_Given request a_. Return everything in the listing below exactly as it stands, from its first line down to and including the line that contains "column 399, row 439".
━━━━━━━━━━━━━━━━━━━━
# Baistcasters... conventional gear neglect



## BassFlats (Nov 26, 2018)

I always,unless it's windy, take a bait caster with me. It is an accurate and quite presentation when plugging the mangroves.


----------



## karstopo (Nov 28, 2019)

It’s all fun. Glad I learned to use a fly rod, same with the baitcasting rig. I just feel free to pick up which ever rig I want. Maybe one outing it’s all about the baitcasting plugs and plastics and the next one nothing but feathers and fluff. None of them take up that much space, why not bring both along? Make some decent presentations in the presence of predators, get some eats.


----------



## lemaymiami (Feb 9, 2007)

Much of my early light tackle learning was with a competitive fishing club (the Tropical Anglers Club -TAC). If you wanted to compete you 
had to master plug, fly, spin gear as well as both lures and bait...
━━━━━━━━━━━━━━━━━━━━
_Given request b_. In the forum thread above, what competitive fishing club does lemaymiami name as the place of much early light tackle learning?
━━━━━━━━━━━━━━━━━━━━
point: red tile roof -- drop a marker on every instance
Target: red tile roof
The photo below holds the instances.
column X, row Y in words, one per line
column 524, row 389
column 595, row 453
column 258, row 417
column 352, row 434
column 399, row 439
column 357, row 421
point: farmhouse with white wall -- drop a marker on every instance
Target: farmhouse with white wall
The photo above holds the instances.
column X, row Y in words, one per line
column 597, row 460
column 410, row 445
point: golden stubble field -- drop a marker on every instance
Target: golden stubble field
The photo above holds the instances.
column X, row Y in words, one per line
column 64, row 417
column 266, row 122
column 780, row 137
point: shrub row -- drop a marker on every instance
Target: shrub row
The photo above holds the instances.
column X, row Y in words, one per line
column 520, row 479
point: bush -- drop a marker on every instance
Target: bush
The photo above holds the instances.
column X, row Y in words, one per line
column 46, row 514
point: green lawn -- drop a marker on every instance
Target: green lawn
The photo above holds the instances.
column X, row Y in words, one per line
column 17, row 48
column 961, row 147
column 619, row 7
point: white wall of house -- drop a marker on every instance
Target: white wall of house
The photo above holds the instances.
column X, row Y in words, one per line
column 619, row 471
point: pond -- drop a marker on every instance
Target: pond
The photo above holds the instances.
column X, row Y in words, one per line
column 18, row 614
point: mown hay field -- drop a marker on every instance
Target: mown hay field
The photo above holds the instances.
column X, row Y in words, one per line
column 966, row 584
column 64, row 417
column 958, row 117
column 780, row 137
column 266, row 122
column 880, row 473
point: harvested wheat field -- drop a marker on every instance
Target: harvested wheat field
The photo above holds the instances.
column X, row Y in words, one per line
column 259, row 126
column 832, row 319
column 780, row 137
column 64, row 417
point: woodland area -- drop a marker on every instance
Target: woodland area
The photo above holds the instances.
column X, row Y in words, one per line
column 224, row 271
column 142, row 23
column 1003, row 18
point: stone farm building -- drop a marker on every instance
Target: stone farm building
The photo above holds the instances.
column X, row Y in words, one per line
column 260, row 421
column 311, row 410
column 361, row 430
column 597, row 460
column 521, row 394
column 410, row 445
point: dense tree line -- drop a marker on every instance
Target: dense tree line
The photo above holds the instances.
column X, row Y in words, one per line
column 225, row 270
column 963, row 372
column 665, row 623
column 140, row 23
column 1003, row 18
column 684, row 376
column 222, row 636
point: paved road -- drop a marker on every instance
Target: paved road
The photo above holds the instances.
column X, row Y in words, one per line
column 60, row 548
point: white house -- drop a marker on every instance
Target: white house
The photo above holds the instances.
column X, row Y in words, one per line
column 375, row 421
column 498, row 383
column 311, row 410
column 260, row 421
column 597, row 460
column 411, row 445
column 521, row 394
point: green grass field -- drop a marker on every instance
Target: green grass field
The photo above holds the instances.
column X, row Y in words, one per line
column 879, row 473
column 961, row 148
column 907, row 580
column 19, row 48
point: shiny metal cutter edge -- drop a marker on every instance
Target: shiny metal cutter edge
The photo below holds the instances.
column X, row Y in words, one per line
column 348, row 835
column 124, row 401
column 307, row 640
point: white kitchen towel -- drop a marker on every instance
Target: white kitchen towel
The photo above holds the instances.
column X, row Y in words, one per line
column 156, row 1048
━━━━━━━━━━━━━━━━━━━━
_Written solution a_.
point: red tile roof -- drop a marker on every instance
Target: red tile roof
The photo below holds the instances.
column X, row Y in words, one per line
column 524, row 389
column 595, row 453
column 258, row 417
column 352, row 434
column 399, row 439

_Written solution b_. The Tropical Anglers Club (TAC).